:: TUJUAN LATIHAN ::
Lanjutkan teks di bawah tentang penampilan luar dan luka batin, mulai setelah kalimat terakhirnya.

:: BLOK TEKS ::
--

Kamu pernah lihat iklan cuci mobil super kilat?
Luar mobil bersih mengilap, ban disemir, dashboard disemprot wangi.
Kelihatan kinclong. Tapi…
mesinnya dicek enggak? Remnya bagaimana? Radiatornya?
Kelihatannya sehat, padahal belum tentu aman.
Dan kita, sebagai manusia, sering melakukan hal yang sama. Merawat penampilan luar, tapi membiarkan luka dalam terus menganga.
Kesehatan Luar ≠ Kesehatan Dalam
Kita bisa kelihatan rapi, tersenyum di story Instagram, ikut event, ketawa-ketiwi di tongkrongan—
padahal malamnya menangis sambil scroll akun healing.
Kita pakai “makeup emosional”:
Bilang “nggak apa-apa” padahal sangat terluka
Sibuk sana sini agar tidak sempat merasa
Selalu jadi penolong agar tidak perlu ditolong
Ini bukan karena kita ingin palsu, tapi karena kadang... kita takut jujur pada luka sendiri.

--

:: ENTRI YANG DITAMPILKAN ::
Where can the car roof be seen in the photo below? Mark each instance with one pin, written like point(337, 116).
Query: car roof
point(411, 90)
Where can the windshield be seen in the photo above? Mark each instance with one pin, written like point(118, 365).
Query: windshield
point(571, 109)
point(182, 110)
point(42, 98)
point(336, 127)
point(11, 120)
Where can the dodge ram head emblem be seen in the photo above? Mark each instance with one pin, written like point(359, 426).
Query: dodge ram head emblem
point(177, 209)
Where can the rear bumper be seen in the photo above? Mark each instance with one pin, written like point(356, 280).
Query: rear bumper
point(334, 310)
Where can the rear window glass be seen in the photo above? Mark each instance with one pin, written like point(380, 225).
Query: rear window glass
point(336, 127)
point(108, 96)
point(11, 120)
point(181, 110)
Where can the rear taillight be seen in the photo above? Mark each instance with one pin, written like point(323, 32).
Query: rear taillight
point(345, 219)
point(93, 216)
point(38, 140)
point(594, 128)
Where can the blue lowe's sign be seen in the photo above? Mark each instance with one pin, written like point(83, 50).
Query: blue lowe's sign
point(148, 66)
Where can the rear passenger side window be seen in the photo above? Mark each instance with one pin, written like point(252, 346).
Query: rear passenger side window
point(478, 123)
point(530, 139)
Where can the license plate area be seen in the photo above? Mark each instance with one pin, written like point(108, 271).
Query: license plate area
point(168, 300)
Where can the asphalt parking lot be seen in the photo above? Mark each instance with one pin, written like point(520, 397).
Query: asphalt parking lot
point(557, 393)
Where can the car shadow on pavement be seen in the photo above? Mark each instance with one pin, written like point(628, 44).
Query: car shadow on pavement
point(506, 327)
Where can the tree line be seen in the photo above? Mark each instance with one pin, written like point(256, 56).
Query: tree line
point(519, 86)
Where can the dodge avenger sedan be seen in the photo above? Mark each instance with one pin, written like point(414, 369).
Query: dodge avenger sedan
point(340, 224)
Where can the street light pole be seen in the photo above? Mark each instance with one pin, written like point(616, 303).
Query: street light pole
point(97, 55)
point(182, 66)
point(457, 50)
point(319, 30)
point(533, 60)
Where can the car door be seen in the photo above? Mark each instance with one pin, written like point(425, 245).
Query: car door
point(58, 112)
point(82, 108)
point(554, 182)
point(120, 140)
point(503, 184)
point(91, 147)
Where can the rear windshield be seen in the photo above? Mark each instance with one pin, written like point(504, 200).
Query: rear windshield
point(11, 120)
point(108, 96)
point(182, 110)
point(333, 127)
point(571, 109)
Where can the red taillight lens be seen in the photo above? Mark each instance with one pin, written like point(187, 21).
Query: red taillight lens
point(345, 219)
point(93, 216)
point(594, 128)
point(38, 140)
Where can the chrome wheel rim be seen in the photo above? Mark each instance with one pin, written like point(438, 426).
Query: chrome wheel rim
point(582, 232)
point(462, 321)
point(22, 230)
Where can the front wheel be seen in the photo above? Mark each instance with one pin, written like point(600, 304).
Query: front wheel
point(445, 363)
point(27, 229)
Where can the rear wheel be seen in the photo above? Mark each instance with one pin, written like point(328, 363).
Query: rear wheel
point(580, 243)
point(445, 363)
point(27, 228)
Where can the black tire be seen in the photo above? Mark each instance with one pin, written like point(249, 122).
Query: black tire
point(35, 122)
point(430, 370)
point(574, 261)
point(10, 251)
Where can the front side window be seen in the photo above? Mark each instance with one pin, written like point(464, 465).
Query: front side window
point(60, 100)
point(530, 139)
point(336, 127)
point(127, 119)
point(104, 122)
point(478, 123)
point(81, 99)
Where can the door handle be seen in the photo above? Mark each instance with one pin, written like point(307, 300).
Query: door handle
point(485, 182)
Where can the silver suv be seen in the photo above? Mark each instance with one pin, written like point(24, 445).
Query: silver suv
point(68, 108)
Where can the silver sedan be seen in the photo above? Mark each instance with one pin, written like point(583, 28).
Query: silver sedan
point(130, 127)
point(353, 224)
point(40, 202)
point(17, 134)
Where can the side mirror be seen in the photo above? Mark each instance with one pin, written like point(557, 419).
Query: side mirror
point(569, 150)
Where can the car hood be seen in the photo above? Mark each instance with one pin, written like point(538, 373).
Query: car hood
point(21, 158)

--

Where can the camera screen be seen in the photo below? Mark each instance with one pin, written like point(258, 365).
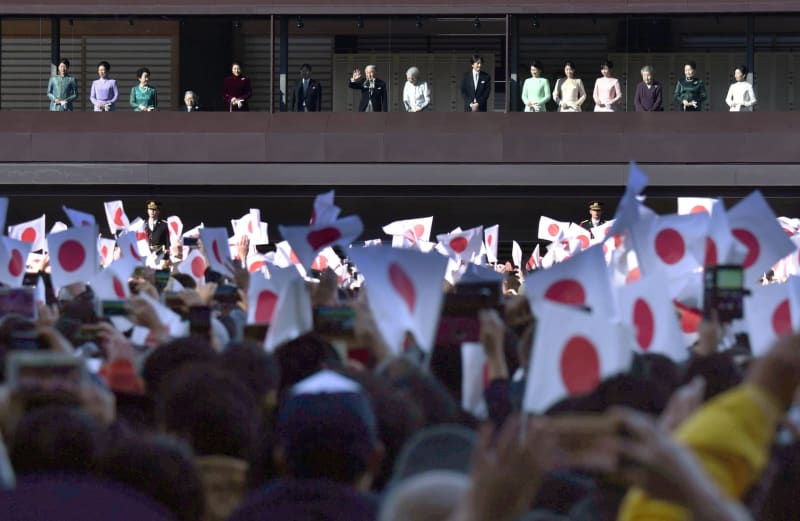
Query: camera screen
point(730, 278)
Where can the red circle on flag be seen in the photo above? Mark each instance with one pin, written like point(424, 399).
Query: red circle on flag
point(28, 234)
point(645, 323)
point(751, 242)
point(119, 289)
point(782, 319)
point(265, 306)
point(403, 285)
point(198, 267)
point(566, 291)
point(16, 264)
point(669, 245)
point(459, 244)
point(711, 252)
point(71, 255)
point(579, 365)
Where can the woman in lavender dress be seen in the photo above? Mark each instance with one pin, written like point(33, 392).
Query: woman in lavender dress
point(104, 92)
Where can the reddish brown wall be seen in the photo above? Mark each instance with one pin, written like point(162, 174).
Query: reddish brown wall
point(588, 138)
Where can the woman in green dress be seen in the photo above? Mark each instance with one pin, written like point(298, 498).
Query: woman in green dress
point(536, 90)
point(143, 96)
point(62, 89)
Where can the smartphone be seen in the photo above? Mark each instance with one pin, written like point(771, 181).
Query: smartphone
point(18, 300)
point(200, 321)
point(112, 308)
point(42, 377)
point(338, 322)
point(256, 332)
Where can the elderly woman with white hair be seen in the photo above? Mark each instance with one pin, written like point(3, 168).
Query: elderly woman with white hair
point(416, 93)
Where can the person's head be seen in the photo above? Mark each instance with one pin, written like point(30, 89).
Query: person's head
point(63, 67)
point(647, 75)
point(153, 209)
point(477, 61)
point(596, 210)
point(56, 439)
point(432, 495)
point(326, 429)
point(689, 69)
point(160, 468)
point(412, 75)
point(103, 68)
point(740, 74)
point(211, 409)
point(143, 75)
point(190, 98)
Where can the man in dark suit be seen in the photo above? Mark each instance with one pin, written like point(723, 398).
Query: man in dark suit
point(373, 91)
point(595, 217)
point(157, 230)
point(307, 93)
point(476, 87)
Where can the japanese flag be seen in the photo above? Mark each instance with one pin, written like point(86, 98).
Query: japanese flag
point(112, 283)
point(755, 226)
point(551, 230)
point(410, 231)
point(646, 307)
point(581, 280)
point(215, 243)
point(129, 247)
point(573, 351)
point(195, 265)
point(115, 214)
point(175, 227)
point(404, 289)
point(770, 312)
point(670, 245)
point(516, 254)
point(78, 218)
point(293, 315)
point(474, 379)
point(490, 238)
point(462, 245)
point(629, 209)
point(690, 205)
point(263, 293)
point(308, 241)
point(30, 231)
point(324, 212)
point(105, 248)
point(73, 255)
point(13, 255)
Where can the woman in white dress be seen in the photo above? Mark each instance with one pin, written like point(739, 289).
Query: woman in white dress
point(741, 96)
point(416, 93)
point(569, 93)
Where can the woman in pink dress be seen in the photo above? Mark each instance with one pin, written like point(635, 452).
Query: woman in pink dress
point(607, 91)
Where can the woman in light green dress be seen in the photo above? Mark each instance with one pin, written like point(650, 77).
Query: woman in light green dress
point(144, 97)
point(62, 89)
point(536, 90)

--

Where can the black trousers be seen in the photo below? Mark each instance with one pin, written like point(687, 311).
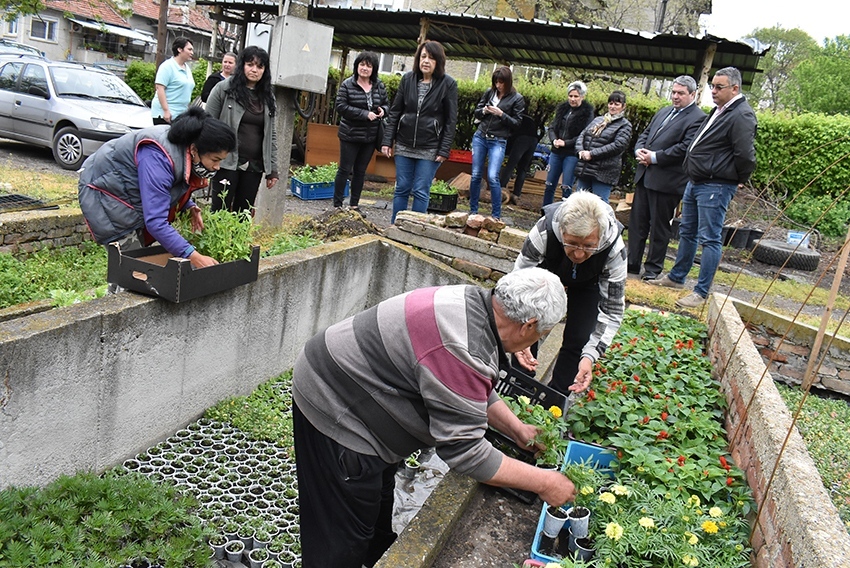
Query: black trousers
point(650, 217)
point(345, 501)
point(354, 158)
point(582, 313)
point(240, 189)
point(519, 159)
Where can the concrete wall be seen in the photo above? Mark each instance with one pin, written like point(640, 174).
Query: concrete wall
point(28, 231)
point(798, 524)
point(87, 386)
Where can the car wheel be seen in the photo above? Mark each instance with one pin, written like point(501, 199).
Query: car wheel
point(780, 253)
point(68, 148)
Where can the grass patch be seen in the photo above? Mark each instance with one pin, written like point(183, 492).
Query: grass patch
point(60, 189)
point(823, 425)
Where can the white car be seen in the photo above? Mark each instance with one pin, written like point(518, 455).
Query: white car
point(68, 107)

--

:: JAWABAN TUGAS ::
Dunia Lebih Suka yang Cantik, Bukan yang Jujur
Sayangnya, dunia tempat kita hidup lebih suka melihat “kebugaran yang kelihatan.”
Self-care yang dianggap keren adalah: spa, staycation, outfit baru, body goals, skin glowing.
Padahal self-care juga bisa (dan harusnya) berupa: menangis saat butuh, tidur cukup, bilang tidak, terapi, journaling tentang rasa sakit.
“Merawat luar itu baik. Tapi jangan sampai dalammu rusak, lalu kamu diam demi terlihat baik-baik saja.”
Apa Itu “Servis Palsu”? Servis palsu dalam konteks jiwa adalah…
Mengelabui diri sendiri: Berpura-pura semuanya baik karena takut dikira gagal.
Mengandalkan pelarian jangka pendek: Scrolling terus biar gak mikir. Sibuk terus biar gak merasa.
Menghindari percakapan penting dengan diri sendiri: Tidak pernah duduk tenang dan bertanya, “Apa kabar hatimu hari ini?”
Menekan emosi negatif terlalu lama: Sampai meledak karena hal kecil.
Tanda Kamu Sedang Menjalani “Servis Palsu”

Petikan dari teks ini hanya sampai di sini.